PROBLEM TO SOLVE >>
Pictures are to be left out. Return exactly the lines below from the one with "of the upper" up to and including the one with "leg as (x, y), one per line".

(RECORDED DATA)

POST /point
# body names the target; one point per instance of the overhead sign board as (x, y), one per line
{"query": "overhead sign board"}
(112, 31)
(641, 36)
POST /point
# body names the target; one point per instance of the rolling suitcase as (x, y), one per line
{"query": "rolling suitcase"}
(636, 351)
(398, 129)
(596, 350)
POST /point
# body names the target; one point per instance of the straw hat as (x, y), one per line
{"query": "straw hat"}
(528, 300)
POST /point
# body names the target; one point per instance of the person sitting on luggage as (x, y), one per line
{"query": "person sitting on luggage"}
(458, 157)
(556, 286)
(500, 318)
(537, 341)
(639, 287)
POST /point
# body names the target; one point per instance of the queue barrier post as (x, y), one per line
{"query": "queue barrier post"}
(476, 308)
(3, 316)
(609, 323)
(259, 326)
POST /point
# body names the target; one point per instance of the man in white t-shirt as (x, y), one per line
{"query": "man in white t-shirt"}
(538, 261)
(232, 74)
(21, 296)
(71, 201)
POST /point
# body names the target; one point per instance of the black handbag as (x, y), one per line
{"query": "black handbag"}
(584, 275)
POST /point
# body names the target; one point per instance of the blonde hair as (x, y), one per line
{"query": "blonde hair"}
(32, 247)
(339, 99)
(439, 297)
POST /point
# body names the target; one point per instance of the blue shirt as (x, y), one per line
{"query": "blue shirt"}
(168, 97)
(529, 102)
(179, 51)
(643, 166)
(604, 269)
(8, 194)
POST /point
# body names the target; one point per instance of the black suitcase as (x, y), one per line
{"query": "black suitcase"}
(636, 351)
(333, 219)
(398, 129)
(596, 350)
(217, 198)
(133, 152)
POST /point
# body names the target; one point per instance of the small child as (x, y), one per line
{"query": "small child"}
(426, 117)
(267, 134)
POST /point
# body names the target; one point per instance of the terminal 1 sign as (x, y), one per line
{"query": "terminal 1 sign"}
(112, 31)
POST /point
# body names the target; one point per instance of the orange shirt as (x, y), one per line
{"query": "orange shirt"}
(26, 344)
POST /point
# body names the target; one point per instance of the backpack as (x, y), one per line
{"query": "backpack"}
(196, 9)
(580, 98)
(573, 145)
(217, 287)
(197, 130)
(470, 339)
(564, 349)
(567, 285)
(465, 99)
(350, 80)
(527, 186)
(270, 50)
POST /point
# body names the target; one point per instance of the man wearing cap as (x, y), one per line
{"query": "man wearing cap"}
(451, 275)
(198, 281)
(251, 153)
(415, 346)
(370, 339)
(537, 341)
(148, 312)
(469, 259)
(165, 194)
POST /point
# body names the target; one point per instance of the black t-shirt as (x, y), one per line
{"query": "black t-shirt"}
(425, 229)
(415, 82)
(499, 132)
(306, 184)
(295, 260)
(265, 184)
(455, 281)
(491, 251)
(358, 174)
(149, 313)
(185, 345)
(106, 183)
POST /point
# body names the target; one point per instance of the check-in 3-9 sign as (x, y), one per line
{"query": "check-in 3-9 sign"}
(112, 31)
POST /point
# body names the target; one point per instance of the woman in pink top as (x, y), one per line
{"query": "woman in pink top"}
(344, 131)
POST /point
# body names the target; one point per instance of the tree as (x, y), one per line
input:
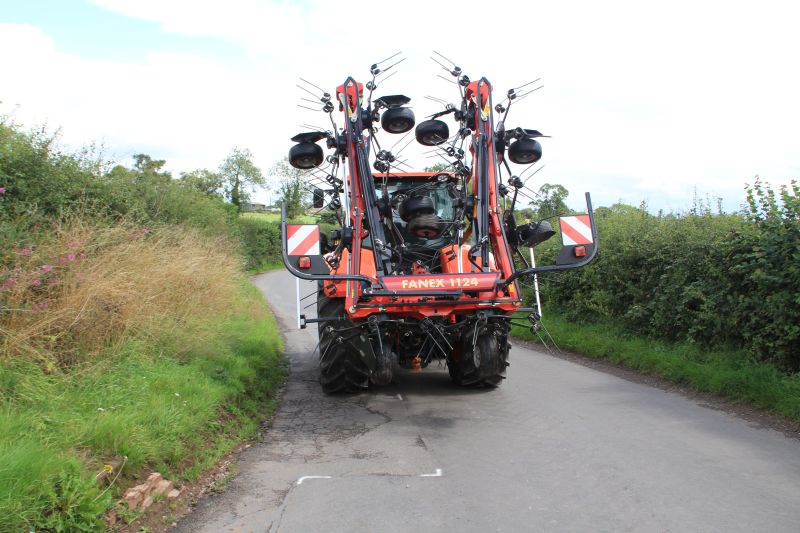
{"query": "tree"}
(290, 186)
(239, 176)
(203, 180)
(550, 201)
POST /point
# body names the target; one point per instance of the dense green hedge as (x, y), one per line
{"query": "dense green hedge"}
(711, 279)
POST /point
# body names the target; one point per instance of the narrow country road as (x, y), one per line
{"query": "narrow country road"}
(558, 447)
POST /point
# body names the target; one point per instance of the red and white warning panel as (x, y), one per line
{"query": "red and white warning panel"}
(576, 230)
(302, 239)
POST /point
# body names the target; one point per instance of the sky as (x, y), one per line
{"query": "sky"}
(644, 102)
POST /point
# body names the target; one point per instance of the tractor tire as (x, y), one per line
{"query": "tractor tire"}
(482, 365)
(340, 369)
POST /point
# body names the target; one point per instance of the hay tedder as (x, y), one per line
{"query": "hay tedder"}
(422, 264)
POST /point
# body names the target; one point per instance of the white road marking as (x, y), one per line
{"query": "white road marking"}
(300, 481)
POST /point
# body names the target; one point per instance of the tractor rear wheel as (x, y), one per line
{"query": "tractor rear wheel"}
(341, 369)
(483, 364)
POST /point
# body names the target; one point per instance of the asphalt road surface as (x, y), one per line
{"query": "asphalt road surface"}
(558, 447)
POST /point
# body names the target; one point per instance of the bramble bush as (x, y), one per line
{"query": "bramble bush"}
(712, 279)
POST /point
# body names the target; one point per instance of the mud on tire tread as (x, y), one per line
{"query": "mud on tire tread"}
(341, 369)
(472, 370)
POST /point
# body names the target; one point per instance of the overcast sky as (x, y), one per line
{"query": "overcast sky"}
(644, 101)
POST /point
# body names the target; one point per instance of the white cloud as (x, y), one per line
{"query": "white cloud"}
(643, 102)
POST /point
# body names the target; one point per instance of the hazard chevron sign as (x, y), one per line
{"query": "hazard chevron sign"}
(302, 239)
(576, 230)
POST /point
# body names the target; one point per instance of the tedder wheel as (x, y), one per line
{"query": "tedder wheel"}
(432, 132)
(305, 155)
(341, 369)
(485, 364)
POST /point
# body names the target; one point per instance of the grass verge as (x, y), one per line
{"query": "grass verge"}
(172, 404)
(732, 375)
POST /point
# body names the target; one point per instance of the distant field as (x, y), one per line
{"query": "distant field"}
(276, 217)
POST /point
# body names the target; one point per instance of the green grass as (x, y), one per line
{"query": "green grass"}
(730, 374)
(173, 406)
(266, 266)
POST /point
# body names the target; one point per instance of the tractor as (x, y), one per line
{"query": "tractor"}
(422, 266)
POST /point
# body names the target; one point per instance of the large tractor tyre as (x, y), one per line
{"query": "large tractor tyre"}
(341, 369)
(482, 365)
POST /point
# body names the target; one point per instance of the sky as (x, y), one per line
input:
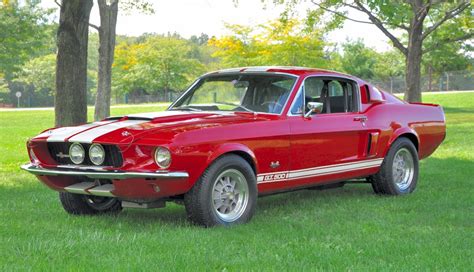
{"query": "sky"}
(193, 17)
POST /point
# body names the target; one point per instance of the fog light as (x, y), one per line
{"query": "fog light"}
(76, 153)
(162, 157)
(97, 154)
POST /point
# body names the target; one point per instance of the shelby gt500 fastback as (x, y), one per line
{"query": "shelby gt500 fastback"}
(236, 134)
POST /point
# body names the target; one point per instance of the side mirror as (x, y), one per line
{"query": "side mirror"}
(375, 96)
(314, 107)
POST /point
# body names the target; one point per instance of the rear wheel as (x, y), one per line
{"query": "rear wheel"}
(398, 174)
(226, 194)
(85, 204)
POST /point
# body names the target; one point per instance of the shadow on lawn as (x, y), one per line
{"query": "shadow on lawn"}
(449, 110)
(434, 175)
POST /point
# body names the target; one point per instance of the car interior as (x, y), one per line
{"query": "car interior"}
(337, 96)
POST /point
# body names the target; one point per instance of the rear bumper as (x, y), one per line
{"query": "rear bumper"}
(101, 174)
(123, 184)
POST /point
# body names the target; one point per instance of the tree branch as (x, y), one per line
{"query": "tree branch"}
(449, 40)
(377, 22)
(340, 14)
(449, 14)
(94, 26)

(End RECORDED DATA)
(RECORDED DATA)

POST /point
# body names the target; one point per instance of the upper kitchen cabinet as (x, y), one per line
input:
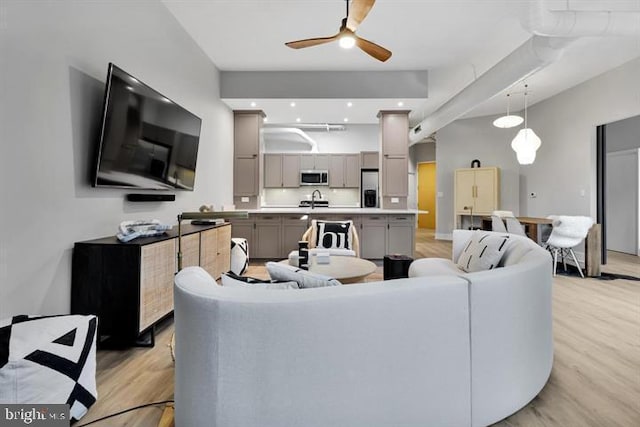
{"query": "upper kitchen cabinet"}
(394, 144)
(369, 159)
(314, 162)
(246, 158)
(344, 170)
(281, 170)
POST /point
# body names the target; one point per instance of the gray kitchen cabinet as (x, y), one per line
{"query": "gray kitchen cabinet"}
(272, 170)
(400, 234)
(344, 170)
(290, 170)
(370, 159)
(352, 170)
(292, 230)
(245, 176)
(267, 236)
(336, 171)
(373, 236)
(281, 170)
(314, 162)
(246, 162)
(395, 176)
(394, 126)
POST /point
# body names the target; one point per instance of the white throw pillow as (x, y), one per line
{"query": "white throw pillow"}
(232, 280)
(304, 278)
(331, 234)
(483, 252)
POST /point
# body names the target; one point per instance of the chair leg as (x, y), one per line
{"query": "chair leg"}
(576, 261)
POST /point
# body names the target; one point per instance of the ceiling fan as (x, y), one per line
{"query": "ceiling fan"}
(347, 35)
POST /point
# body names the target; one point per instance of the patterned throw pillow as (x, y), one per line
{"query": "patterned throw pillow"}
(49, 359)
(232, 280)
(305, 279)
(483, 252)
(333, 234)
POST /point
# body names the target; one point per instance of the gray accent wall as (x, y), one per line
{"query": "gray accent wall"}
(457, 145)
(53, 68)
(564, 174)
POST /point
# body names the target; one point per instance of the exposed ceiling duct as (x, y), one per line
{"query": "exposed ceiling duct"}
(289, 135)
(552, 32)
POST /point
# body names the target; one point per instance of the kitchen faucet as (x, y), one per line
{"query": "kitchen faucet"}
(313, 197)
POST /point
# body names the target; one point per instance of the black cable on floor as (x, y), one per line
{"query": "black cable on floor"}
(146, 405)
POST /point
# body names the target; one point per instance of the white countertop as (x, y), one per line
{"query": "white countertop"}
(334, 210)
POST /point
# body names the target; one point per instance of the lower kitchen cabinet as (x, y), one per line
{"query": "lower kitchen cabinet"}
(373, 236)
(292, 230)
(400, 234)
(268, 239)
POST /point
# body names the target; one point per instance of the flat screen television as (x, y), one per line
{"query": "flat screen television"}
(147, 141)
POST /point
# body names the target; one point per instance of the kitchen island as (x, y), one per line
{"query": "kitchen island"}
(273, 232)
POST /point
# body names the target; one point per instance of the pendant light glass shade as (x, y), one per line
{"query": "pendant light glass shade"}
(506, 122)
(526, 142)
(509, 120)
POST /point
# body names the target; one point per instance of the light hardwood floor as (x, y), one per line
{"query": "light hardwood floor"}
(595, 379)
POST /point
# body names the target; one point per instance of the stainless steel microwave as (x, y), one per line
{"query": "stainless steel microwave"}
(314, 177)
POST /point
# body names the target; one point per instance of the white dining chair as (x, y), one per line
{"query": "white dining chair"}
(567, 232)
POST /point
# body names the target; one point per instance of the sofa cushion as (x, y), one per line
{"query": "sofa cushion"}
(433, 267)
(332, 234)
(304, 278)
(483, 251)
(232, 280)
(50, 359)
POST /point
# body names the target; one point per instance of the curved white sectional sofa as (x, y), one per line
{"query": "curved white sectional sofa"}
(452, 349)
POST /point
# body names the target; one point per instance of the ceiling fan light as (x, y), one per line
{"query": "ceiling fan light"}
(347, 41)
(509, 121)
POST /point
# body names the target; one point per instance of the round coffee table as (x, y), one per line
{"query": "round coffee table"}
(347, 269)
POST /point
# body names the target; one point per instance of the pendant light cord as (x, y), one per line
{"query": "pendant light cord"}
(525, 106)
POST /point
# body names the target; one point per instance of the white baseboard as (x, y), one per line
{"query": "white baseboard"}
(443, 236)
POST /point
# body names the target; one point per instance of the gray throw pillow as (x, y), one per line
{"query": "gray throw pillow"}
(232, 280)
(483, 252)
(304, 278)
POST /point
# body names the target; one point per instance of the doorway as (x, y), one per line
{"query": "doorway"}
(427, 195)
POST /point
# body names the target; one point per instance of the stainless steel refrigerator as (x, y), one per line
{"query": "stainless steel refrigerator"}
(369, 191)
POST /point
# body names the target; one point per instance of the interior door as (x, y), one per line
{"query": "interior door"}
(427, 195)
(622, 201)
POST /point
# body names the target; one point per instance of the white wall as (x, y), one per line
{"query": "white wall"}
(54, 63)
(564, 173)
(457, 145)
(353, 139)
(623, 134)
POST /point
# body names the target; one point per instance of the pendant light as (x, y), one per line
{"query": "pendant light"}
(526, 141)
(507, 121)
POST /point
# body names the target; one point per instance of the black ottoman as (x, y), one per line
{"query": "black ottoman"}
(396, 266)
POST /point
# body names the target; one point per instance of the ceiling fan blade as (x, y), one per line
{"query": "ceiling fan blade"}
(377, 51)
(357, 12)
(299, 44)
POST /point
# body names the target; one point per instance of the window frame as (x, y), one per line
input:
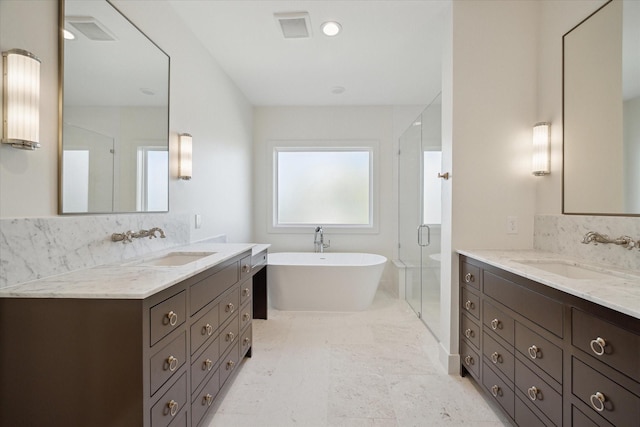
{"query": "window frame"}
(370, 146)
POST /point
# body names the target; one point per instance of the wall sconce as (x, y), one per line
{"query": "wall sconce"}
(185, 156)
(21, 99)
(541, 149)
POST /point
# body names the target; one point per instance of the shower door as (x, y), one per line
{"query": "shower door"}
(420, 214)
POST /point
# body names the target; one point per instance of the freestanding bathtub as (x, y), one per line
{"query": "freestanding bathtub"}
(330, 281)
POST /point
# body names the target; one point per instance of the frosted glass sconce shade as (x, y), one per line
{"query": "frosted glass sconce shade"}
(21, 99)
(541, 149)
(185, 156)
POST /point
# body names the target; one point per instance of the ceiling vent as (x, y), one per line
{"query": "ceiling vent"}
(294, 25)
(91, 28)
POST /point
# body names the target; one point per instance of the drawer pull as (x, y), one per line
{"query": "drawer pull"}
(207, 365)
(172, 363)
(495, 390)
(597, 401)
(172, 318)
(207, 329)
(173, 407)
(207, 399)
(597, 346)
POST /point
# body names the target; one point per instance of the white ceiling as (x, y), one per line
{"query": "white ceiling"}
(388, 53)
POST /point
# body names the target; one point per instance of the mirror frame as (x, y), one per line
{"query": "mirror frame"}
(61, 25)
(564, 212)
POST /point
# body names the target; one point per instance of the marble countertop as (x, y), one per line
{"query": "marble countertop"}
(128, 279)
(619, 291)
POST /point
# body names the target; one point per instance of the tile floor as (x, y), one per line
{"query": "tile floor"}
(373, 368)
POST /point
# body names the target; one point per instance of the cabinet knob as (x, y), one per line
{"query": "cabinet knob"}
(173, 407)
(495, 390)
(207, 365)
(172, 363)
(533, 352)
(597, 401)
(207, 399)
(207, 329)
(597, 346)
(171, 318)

(End RECORDED DATA)

SOLUTION FOR THIS TASK >>
# body names the target; one point per instance of the upper kitchen cabinet as (x, y), one per line
input:
{"query": "upper kitchen cabinet"}
(394, 144)
(369, 159)
(314, 162)
(246, 158)
(344, 170)
(281, 170)
POST /point
# body names the target; one point per instance of the gray kitchen cabinet as (x, y), one per line
{"query": "gray kitchen cabinet"}
(272, 170)
(400, 234)
(344, 170)
(290, 170)
(370, 159)
(352, 170)
(292, 230)
(245, 176)
(267, 236)
(336, 171)
(373, 236)
(281, 170)
(314, 162)
(246, 162)
(395, 176)
(394, 126)
POST /point
# body names the target; one point per instance of the white throw pillow as (x, y), one per line
{"query": "white throw pillow"}
(232, 280)
(304, 278)
(331, 234)
(483, 252)
POST /point
# body names the target; one point per instance of the chair leg as (x, y), one per line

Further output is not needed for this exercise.